### ACTIVITY
Below are some records; reproduce them exactly.

### INPUT DATA
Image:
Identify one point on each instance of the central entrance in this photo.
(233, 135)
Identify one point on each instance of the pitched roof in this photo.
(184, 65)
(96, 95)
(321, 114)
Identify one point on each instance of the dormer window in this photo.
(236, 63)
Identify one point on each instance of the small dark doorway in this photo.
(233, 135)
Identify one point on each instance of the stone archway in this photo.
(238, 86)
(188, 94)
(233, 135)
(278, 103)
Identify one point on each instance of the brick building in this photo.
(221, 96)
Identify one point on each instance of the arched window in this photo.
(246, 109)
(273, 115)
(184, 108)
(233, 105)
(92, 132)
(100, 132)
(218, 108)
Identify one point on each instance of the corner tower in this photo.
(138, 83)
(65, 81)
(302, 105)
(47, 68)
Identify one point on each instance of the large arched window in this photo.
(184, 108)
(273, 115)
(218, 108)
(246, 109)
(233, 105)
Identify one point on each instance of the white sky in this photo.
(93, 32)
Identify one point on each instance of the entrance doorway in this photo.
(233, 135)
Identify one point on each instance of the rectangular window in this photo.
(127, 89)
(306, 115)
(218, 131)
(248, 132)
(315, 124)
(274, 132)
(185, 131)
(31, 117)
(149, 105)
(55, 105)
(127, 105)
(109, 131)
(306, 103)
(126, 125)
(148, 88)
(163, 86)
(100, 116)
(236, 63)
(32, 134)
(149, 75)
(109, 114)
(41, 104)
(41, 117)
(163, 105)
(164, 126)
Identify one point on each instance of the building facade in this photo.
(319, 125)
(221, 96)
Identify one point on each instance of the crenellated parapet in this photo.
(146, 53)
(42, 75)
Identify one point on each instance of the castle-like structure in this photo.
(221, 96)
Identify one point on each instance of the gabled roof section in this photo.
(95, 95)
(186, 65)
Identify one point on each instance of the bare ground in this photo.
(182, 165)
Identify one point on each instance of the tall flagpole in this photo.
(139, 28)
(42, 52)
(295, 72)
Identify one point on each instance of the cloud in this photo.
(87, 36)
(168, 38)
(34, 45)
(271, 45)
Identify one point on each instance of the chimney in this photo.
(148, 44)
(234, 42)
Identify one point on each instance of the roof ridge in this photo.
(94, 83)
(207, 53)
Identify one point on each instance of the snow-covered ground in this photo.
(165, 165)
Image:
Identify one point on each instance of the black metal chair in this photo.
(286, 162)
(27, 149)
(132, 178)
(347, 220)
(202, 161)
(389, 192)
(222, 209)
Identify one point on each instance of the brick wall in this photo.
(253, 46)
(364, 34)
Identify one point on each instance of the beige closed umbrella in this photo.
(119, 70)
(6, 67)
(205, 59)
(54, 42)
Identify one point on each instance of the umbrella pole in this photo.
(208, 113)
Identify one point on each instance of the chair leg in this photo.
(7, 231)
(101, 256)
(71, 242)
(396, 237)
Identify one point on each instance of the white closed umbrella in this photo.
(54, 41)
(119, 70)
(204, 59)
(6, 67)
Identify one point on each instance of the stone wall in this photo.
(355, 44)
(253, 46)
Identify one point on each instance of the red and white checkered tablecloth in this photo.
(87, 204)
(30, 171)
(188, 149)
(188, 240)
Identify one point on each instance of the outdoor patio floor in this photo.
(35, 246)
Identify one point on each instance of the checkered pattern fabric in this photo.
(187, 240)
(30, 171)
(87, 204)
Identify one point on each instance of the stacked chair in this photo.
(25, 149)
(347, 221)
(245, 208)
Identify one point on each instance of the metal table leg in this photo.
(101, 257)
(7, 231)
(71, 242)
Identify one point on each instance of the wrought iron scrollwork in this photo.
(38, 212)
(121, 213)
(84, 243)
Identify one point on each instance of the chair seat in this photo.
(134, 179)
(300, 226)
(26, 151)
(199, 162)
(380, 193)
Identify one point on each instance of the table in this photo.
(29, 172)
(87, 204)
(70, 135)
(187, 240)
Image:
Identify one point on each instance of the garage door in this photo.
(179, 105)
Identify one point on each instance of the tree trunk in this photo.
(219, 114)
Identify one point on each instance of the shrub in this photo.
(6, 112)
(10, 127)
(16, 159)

### EXPECTED OUTPUT
Image:
Identify one point on each instance of the central entrance in this photo.
(233, 135)
Identify one point on each instance of the pitched roof in this photo.
(184, 65)
(96, 95)
(321, 114)
Identify one point on each instance of the dormer window in this photo.
(236, 63)
Identify one point on each instance of the small dark doorway in this photo.
(233, 135)
Identify one point on each instance of the stone archway in this photo.
(238, 86)
(188, 94)
(233, 135)
(278, 103)
Identify one point on each instance of the brick building in this photo.
(221, 96)
Identify one point on each instance of the arched window in this photo.
(246, 109)
(273, 115)
(184, 108)
(233, 105)
(92, 132)
(100, 132)
(218, 108)
Identify one point on each instance of the corner tower in this photo.
(138, 83)
(65, 81)
(302, 105)
(47, 68)
Identify one point on each instance of the large arched window in this photo.
(184, 108)
(273, 115)
(218, 108)
(246, 109)
(233, 105)
Identify one point on each instance of the white sky in this photo.
(93, 32)
Identify one point on each instance of the entrance doorway in this photo.
(233, 135)
Identify one point on each instance of the rectangular window in this photo.
(127, 89)
(306, 115)
(218, 131)
(248, 132)
(315, 124)
(274, 132)
(185, 131)
(31, 117)
(149, 105)
(55, 105)
(127, 105)
(109, 131)
(306, 103)
(126, 125)
(148, 88)
(163, 86)
(100, 116)
(236, 63)
(32, 134)
(149, 75)
(109, 114)
(41, 104)
(41, 117)
(163, 105)
(164, 126)
Identify one point on each instance of the building facade in this photo.
(319, 125)
(221, 96)
Identify one point on each instance of the crenellated parapet in this photo.
(146, 53)
(42, 75)
Identify one point on each instance of the castle-like structure in this photo.
(221, 96)
Identify one point on each instance of the gabled roof section in this photo.
(95, 95)
(186, 65)
Identify one point on each instance of the bare ground in this photo.
(182, 165)
Identify one point on each instance of the tall flagpole in this photo.
(139, 28)
(42, 52)
(295, 72)
Identify one point on each instance of the cloud in this photo.
(87, 36)
(168, 38)
(34, 45)
(271, 45)
Identify one point on each instance of the chimney in this photo.
(148, 44)
(234, 42)
Identify one point on each instance of the roof ridge in this photo.
(94, 83)
(207, 53)
Identify one point on each instance of the snow-covered ground in this photo.
(165, 165)
Image:
Identify one point on each instance of the black metal chair in this photo.
(286, 162)
(27, 149)
(132, 178)
(347, 220)
(202, 161)
(389, 192)
(222, 209)
Identify one point on each instance of the brick wall in this photo.
(253, 46)
(364, 34)
Identify one point on each instance of the beige closed umbrella in this photo.
(119, 70)
(6, 67)
(205, 59)
(54, 42)
Identify one point on each instance of the umbrella pole in this photo.
(208, 113)
Identify one point on each instance of the chair leg in this photo.
(7, 231)
(101, 256)
(71, 242)
(396, 237)
Identify one point on each instance of the white closed umbrella in this photo.
(54, 41)
(119, 70)
(204, 59)
(6, 67)
Identify one point on each instance of the stone wall in this photo.
(355, 44)
(253, 46)
Identify one point on each instance of the red and white checkered tablecloth in this photo.
(87, 204)
(30, 171)
(188, 149)
(188, 240)
Identify one point on each instance of the outdoor patio floor in this photo.
(35, 246)
Identify one point on each instance of the checkered pattern fabric in this photo.
(187, 240)
(30, 171)
(87, 204)
Identify one point on each instance of the stacked chair in this photo.
(25, 149)
(347, 221)
(245, 208)
Identify one point on each instance of the metal table leg in this photo.
(101, 257)
(7, 231)
(71, 242)
Identify one point on each instance of the wrought iron scrollwork in this photo.
(38, 212)
(121, 213)
(84, 243)
Identify one point on each instance of the chair seat in this photo.
(134, 179)
(300, 226)
(26, 151)
(199, 162)
(380, 193)
Identify one point on each instance of the table in this photo.
(29, 172)
(87, 204)
(70, 135)
(187, 240)
Image:
Identify one point on each instance of the garage door in this photo.
(179, 105)
Identify one point on each instance of the tree trunk in this photo.
(219, 114)
Identify one point on each instance of the shrub in this photo.
(6, 112)
(10, 127)
(16, 159)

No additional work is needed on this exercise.